_Given passage_.
/---
Where to Invest $1,000 When TSX Stocks Are at All-Time High

If you are looking to invest for the long term, here are some of the top TSX stocks that offer decent return potential.

| More on:
A stock price graph showing growth over time

Image source: Getty Images.

Since last year, TSX stocks at large have rallied almost 35%, marking one of the most remarkable recoveries in decades. Canadian markets are currently loitering close to their all-time highs. But does that mean stocks will correct soon?

Probably not. Impeding economic recovery, re-opening hopes, and stronger corporate earnings growth will likely continue to boost stocks even higher. Of course, challenges like uneven recovery and inflation still pose a threat to the ongoing rally. However, upbeat indicators still dominate bearish ones that suggest a great track for stocks ahead.

If you are looking to invest for the long term, here are some of the top TSX stocks that offer decent return potential.

goeasy

Very few stocks are currently trading at attractive valuations. Top consumer lender goeasy (TSX:GSY) is one of them. It is up 55% so far this year and 250% in the last 12 months. Despite its vertical run-up, the stock still looks undervalued and offers handsome growth prospects.

A $2 billion company, goeasy provides secured and unsecured loans to non-prime customers. It has seen superior growth in the last two decades, driven by consistent profitability. goeasy completed the acquisition of Lendcare, a point-of-sale consumer finance company for $320 million, last week. The acquisition will expand goeasy’s product base and geographical footprint, which should bode well for its earnings growth.
\---
_What to work on_. From the article on TSX stocks, reproduce verbatim the portion that opens with the words containing "Very few stocks" and closes with "its earnings growth.". The data that follows is separate material with no connection to the article on TSX stocks.

Object Point Labels:
/---
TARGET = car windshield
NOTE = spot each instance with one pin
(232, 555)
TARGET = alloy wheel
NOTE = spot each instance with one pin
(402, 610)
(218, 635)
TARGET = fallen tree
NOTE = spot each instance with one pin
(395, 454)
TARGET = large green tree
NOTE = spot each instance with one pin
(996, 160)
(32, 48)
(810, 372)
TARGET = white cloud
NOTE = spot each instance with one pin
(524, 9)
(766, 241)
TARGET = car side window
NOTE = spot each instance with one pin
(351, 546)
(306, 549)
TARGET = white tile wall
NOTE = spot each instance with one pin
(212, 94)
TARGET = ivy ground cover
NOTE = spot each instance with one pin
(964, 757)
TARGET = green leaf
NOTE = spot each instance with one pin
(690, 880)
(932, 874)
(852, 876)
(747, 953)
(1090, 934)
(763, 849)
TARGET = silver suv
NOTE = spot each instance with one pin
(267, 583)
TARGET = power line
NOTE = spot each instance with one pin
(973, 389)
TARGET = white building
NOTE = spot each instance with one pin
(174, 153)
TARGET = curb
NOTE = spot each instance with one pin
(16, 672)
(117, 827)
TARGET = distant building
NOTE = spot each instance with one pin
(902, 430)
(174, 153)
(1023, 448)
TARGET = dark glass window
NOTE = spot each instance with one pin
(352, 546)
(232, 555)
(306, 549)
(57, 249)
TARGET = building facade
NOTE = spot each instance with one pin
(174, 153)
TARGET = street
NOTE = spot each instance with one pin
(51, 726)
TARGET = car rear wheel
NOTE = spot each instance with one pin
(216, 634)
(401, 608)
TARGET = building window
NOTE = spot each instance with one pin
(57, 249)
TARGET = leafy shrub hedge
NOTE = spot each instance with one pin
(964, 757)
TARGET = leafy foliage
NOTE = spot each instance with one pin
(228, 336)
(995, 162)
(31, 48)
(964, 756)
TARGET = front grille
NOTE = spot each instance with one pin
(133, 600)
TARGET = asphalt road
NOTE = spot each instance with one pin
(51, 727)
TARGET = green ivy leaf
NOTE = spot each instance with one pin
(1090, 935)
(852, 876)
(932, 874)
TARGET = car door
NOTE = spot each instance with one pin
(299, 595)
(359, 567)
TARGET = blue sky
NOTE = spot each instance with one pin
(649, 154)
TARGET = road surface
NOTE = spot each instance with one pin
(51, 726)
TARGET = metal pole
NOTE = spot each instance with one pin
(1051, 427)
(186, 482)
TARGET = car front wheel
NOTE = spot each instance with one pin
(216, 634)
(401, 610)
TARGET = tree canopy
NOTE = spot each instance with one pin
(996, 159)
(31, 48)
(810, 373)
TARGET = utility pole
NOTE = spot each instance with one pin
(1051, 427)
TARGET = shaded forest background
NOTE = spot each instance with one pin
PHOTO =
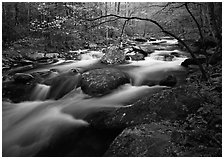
\---
_Answer below_.
Very few stocks are currently trading at attractive valuations. Top consumer lender goeasy (TSX:GSY) is one of them. It is up 55% so far this year and 250% in the last 12 months. Despite its vertical run-up, the stock still looks undervalued and offers handsome growth prospects.

A $2 billion company, goeasy provides secured and unsecured loans to non-prime customers. It has seen superior growth in the last two decades, driven by consistent profitability. goeasy completed the acquisition of Lendcare, a point-of-sale consumer finance company for $320 million, last week. The acquisition will expand goeasy’s product base and geographical footprint, which should bode well for its earnings growth.